- **Description of the task**
Extract every line from the entries below that contains the string "dark", treating uppercase and lowercase letters as distinct.

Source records
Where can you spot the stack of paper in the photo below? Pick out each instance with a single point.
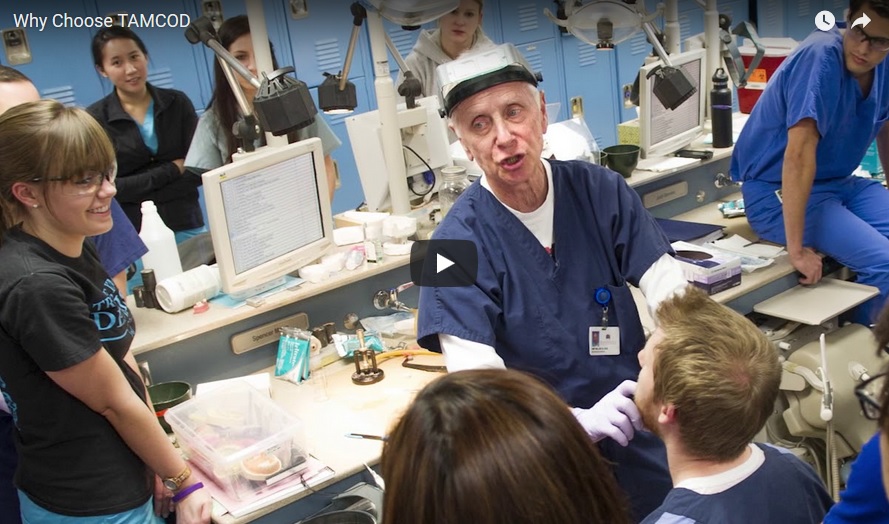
(691, 232)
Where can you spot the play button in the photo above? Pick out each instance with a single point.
(444, 263)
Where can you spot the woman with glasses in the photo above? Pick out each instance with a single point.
(151, 129)
(89, 445)
(806, 136)
(866, 497)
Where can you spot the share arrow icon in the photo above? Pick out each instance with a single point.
(862, 20)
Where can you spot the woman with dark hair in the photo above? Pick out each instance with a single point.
(492, 446)
(151, 129)
(214, 143)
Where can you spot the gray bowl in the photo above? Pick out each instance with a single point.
(622, 158)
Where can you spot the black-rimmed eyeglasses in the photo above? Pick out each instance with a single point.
(87, 183)
(870, 396)
(877, 43)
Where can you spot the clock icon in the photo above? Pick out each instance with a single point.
(825, 20)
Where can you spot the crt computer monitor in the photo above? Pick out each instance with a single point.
(269, 215)
(662, 131)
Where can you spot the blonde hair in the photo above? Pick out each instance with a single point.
(719, 371)
(478, 30)
(42, 140)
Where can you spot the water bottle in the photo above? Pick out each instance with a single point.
(721, 110)
(455, 182)
(163, 255)
(577, 117)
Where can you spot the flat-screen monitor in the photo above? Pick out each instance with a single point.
(662, 131)
(424, 137)
(269, 215)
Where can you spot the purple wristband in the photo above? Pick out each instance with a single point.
(187, 491)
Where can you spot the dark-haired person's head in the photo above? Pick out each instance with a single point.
(15, 88)
(865, 48)
(120, 56)
(495, 446)
(234, 36)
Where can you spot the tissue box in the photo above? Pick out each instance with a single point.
(239, 438)
(708, 269)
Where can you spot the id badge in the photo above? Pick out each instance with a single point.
(604, 341)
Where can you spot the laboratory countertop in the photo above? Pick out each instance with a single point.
(710, 214)
(349, 408)
(156, 328)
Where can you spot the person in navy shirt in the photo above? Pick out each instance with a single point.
(708, 384)
(559, 244)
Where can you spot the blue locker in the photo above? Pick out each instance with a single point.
(591, 74)
(173, 62)
(770, 19)
(320, 41)
(799, 19)
(404, 41)
(691, 20)
(523, 21)
(61, 66)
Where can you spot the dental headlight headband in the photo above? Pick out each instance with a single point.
(474, 73)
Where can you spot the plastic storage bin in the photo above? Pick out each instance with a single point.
(239, 438)
(777, 49)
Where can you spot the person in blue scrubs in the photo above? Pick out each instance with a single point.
(709, 382)
(808, 132)
(558, 245)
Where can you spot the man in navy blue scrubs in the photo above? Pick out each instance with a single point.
(558, 245)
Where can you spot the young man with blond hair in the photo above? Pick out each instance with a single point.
(708, 383)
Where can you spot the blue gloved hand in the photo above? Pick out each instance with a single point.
(615, 416)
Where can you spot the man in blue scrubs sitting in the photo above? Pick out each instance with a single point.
(808, 132)
(708, 384)
(558, 245)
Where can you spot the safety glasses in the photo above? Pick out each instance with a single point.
(84, 184)
(869, 395)
(877, 43)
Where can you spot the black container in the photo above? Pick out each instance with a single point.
(721, 110)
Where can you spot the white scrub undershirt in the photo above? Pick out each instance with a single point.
(713, 484)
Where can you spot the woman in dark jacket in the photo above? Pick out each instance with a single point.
(151, 129)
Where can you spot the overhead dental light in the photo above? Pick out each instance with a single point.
(601, 23)
(604, 23)
(336, 95)
(413, 13)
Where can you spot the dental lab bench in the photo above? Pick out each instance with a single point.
(198, 347)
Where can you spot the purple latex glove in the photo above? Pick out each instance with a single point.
(615, 416)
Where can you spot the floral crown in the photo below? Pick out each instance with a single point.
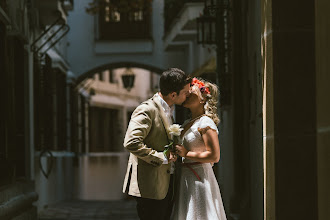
(200, 85)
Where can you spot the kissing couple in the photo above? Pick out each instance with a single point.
(166, 187)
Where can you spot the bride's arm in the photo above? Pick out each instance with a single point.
(212, 153)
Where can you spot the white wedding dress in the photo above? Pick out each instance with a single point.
(198, 199)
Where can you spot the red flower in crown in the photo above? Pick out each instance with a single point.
(200, 85)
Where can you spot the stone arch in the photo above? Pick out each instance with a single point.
(90, 72)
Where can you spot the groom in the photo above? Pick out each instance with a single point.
(149, 171)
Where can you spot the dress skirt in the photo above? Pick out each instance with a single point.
(198, 199)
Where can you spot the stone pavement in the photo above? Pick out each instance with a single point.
(91, 210)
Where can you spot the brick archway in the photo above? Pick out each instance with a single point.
(118, 65)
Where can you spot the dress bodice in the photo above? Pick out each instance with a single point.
(192, 138)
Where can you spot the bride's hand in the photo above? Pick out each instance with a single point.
(180, 150)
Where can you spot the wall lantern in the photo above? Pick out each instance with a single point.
(128, 78)
(206, 25)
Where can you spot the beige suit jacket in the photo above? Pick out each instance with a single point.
(145, 139)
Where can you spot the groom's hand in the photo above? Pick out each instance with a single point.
(172, 156)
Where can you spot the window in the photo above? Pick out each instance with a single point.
(104, 130)
(13, 137)
(120, 20)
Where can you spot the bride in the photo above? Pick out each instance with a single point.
(199, 195)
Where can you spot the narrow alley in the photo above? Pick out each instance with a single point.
(90, 210)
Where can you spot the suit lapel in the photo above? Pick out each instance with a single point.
(162, 115)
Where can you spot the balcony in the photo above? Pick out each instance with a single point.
(51, 10)
(180, 22)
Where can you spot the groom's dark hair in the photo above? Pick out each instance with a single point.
(173, 80)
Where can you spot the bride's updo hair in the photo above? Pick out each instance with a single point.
(209, 94)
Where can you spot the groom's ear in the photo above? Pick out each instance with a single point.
(173, 95)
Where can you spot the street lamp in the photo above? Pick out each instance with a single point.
(128, 78)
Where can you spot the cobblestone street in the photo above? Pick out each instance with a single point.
(90, 210)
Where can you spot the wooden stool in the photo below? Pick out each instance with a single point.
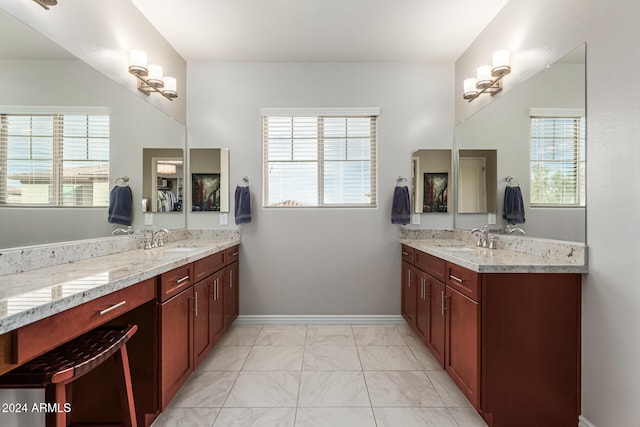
(68, 362)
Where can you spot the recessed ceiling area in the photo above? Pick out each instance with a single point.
(320, 30)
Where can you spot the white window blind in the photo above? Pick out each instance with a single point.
(558, 160)
(54, 159)
(318, 160)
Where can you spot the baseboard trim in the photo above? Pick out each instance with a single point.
(318, 320)
(583, 422)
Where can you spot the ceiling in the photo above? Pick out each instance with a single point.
(19, 42)
(320, 30)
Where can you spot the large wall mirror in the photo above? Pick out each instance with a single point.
(510, 126)
(37, 72)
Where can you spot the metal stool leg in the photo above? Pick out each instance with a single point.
(56, 393)
(124, 383)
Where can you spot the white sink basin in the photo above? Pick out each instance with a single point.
(457, 248)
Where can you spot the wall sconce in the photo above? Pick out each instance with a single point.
(150, 78)
(489, 77)
(46, 3)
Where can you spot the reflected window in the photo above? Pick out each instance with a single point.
(319, 161)
(54, 159)
(558, 160)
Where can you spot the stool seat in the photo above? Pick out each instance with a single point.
(62, 365)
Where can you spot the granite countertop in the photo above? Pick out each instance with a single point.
(548, 258)
(33, 295)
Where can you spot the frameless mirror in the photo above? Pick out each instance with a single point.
(507, 126)
(163, 183)
(209, 174)
(25, 56)
(431, 174)
(477, 181)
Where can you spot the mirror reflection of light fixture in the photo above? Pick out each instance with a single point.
(166, 168)
(46, 3)
(150, 78)
(488, 77)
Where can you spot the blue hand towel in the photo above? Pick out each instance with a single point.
(120, 205)
(243, 205)
(513, 205)
(401, 208)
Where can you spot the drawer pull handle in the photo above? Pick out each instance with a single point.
(457, 279)
(195, 304)
(113, 307)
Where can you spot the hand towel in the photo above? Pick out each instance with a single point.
(401, 208)
(243, 205)
(120, 205)
(513, 205)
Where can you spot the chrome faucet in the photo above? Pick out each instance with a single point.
(157, 238)
(117, 231)
(510, 230)
(483, 237)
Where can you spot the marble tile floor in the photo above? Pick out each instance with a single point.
(312, 376)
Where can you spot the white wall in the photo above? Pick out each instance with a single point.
(538, 33)
(319, 261)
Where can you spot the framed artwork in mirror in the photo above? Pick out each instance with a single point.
(205, 192)
(435, 192)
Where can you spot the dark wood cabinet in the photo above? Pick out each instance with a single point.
(202, 320)
(509, 341)
(462, 343)
(176, 344)
(436, 327)
(423, 311)
(408, 302)
(217, 326)
(231, 293)
(193, 317)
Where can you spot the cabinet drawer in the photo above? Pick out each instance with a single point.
(174, 281)
(464, 281)
(36, 338)
(431, 265)
(407, 253)
(208, 265)
(233, 254)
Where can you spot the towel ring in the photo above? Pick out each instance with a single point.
(124, 179)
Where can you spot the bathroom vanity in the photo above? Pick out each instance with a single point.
(183, 297)
(504, 325)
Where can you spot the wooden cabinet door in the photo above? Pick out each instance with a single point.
(216, 307)
(462, 355)
(176, 357)
(202, 337)
(408, 302)
(231, 294)
(436, 333)
(422, 304)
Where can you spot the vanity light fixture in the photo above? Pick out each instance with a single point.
(150, 78)
(46, 3)
(488, 77)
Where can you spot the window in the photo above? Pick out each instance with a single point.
(326, 160)
(558, 160)
(54, 159)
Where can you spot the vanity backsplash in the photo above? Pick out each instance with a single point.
(18, 260)
(570, 252)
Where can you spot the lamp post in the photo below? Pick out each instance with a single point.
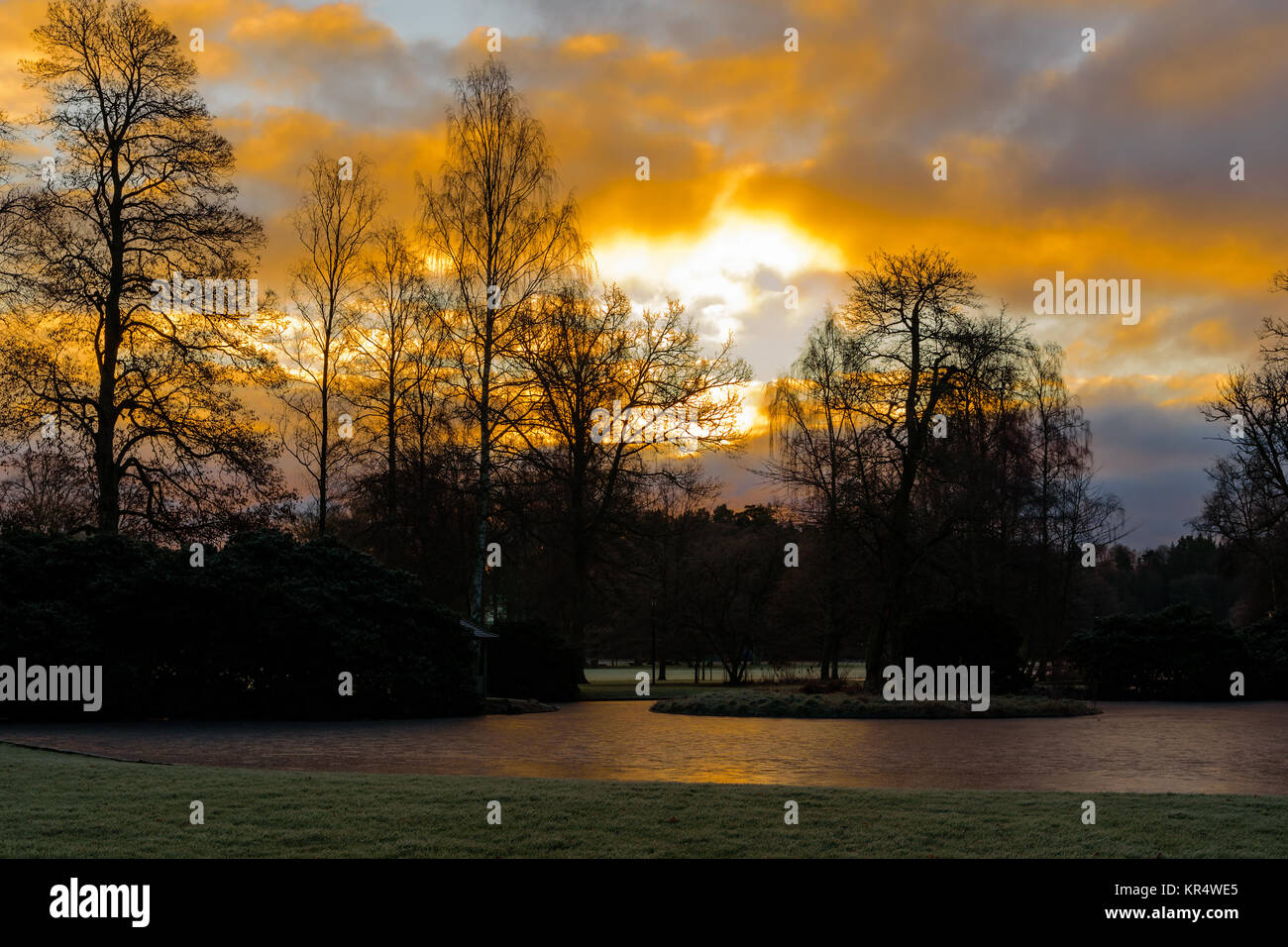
(652, 624)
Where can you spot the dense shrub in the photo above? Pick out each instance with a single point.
(262, 630)
(966, 633)
(1266, 646)
(1177, 654)
(531, 660)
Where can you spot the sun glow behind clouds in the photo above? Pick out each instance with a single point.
(728, 269)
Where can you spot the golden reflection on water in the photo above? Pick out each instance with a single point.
(1131, 748)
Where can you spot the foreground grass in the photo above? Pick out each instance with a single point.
(759, 702)
(78, 806)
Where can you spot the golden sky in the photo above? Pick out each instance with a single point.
(771, 167)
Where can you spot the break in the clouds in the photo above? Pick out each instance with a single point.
(772, 167)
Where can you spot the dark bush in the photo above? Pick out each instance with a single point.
(262, 630)
(1177, 654)
(966, 633)
(531, 660)
(1266, 646)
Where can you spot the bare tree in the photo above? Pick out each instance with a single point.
(316, 341)
(610, 399)
(501, 239)
(137, 195)
(395, 333)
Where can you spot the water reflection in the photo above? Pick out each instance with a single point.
(1140, 748)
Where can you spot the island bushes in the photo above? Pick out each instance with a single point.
(262, 629)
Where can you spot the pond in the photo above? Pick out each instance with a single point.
(1131, 748)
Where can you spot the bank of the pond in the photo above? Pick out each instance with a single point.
(65, 805)
(751, 702)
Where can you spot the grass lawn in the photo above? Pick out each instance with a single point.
(67, 805)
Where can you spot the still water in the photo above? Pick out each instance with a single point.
(1131, 748)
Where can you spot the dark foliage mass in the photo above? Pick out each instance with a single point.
(532, 660)
(263, 629)
(1181, 654)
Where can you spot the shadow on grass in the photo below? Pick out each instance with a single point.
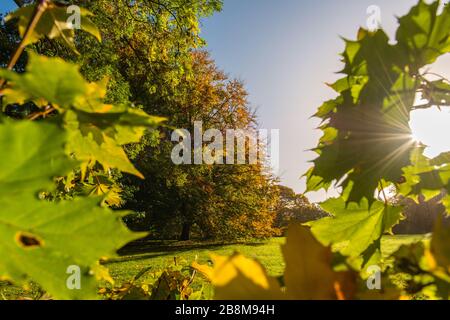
(146, 249)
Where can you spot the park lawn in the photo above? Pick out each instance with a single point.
(268, 252)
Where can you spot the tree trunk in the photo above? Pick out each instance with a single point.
(186, 232)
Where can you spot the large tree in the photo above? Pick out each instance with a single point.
(221, 201)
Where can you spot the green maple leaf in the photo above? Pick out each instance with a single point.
(424, 34)
(46, 80)
(358, 227)
(95, 137)
(53, 24)
(40, 240)
(97, 131)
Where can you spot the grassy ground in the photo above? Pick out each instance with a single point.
(160, 256)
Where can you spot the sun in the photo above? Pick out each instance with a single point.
(432, 128)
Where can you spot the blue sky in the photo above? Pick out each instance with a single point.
(285, 51)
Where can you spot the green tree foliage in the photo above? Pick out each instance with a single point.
(43, 239)
(292, 207)
(366, 148)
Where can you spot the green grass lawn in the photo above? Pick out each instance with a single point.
(159, 257)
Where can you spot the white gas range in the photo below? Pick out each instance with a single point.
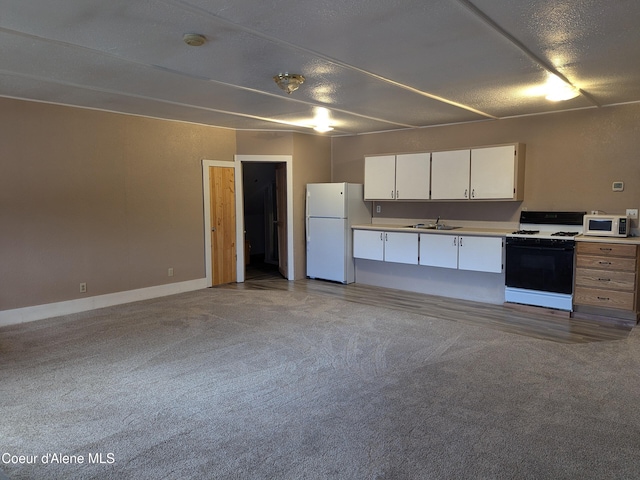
(540, 259)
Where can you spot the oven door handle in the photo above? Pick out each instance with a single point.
(547, 248)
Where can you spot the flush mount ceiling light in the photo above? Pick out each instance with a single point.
(289, 82)
(322, 120)
(558, 90)
(194, 39)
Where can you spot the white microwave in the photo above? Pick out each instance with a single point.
(606, 225)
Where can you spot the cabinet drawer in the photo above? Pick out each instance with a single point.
(606, 279)
(624, 264)
(606, 249)
(603, 298)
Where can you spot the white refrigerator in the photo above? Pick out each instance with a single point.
(331, 210)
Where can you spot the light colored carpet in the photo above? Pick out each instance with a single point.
(243, 384)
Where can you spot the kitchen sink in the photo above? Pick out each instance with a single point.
(431, 226)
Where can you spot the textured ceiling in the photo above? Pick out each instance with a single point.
(375, 64)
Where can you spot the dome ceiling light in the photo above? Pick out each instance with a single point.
(289, 82)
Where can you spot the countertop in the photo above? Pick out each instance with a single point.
(622, 241)
(485, 232)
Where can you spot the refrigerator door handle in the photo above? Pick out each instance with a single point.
(307, 215)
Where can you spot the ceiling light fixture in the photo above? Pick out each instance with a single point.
(322, 120)
(194, 39)
(289, 82)
(559, 90)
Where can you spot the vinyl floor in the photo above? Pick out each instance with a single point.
(530, 322)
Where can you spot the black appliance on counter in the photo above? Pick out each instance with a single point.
(540, 258)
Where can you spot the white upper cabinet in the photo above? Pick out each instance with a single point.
(450, 175)
(495, 172)
(484, 173)
(380, 177)
(413, 176)
(397, 177)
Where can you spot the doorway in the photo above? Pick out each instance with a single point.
(283, 176)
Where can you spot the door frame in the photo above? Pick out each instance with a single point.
(237, 165)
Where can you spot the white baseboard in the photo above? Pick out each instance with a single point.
(39, 312)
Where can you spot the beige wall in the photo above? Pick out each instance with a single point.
(106, 199)
(311, 155)
(114, 200)
(572, 158)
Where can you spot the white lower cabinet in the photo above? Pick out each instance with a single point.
(368, 244)
(401, 247)
(396, 247)
(480, 254)
(462, 252)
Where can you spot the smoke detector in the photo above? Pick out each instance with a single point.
(194, 39)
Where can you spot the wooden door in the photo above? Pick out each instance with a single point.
(223, 224)
(281, 218)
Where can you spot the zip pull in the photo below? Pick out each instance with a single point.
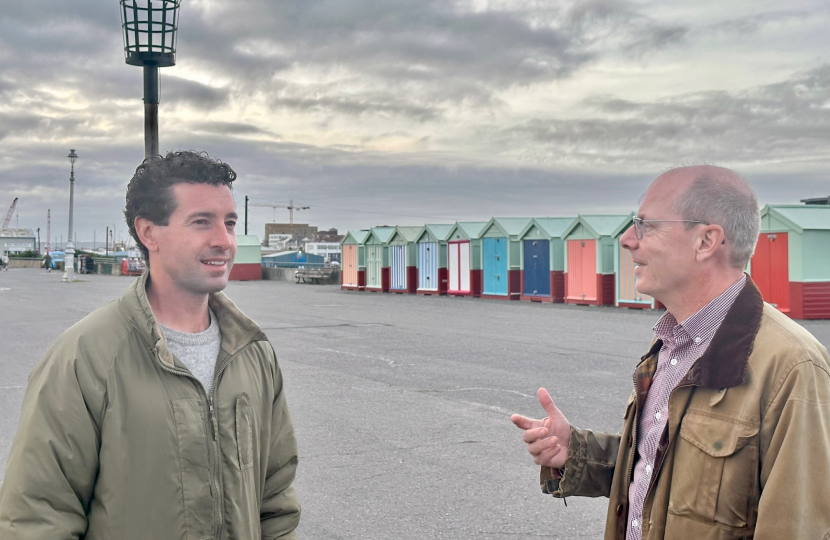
(213, 422)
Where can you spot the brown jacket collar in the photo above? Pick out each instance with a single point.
(723, 364)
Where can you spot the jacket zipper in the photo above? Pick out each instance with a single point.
(635, 421)
(215, 426)
(214, 429)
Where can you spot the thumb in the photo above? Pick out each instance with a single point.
(547, 403)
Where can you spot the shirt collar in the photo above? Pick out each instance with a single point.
(704, 323)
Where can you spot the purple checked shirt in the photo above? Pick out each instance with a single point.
(683, 344)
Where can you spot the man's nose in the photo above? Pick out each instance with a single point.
(628, 240)
(222, 237)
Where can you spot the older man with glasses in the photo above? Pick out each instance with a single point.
(727, 430)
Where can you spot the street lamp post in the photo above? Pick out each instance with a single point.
(149, 28)
(69, 258)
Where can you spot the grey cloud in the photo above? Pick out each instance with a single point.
(787, 120)
(227, 128)
(359, 106)
(656, 38)
(180, 91)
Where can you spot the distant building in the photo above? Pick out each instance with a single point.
(298, 230)
(17, 240)
(330, 251)
(278, 241)
(327, 236)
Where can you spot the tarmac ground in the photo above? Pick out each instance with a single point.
(400, 403)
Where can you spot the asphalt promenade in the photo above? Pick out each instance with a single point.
(401, 404)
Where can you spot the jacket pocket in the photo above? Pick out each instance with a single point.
(194, 467)
(715, 469)
(244, 433)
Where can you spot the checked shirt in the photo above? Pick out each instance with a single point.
(683, 344)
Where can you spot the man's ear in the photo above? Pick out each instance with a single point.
(148, 233)
(710, 240)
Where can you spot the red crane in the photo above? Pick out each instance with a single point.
(9, 214)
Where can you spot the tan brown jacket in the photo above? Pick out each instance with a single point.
(117, 441)
(746, 452)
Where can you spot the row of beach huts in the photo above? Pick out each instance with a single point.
(575, 260)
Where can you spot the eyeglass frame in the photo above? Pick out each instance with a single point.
(638, 223)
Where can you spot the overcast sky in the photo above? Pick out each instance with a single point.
(418, 111)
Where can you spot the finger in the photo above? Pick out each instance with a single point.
(547, 457)
(547, 403)
(542, 445)
(533, 435)
(523, 422)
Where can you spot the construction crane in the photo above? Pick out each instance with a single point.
(9, 214)
(290, 206)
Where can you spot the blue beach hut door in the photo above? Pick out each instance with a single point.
(536, 268)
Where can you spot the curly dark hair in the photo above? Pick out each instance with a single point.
(149, 193)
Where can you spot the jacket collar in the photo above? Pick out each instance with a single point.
(724, 362)
(238, 331)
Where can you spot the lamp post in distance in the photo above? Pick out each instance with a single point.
(69, 257)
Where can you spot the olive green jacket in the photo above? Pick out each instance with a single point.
(746, 452)
(118, 441)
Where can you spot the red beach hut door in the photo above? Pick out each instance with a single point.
(582, 271)
(350, 265)
(770, 269)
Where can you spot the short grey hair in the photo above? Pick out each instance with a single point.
(729, 201)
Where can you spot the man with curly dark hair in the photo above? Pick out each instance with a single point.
(161, 415)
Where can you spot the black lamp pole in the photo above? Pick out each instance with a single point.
(149, 28)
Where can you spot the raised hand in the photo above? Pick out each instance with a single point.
(547, 439)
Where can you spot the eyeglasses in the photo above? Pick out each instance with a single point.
(640, 224)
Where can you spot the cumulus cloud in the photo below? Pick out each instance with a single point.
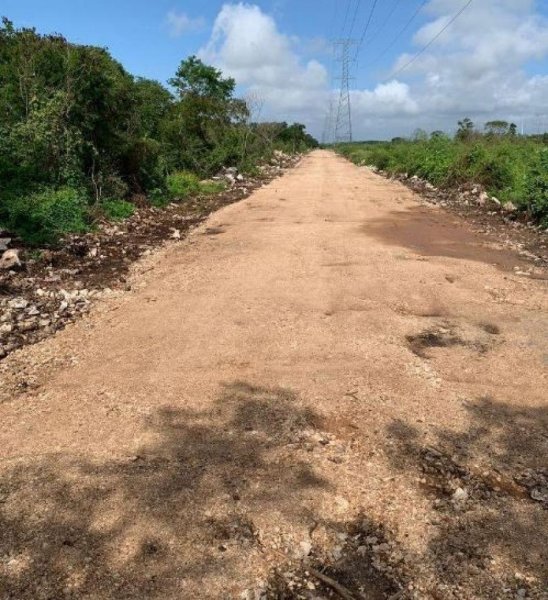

- **Response**
Where can you spot the woman with dark hair in the photo above? Pick out each instance with a single point.
Where can you spot the dark-haired person's head in the photo above? Pick out each instance with a single point.
Where can you spot the woman in dark jacket in the photo above? Pick out each instance with a single point.
Where can you spot the groom's dark hair in the photo above? Pick out each instance with a single point.
Where can you spot the dark wood cabinet in the photo above? Pick out each instance with a single point.
Where can you spot the dark bush in the photo above? Pick out each instance with a single point.
Where can you spot the dark foliage mass in the photo above? Pick out each instance with a single point.
Where can you spot the curly dark hair in the photo above? Pick out each instance with a single point.
Where can you spot the man with curly dark hair in the photo above? Pick out each instance with a single point.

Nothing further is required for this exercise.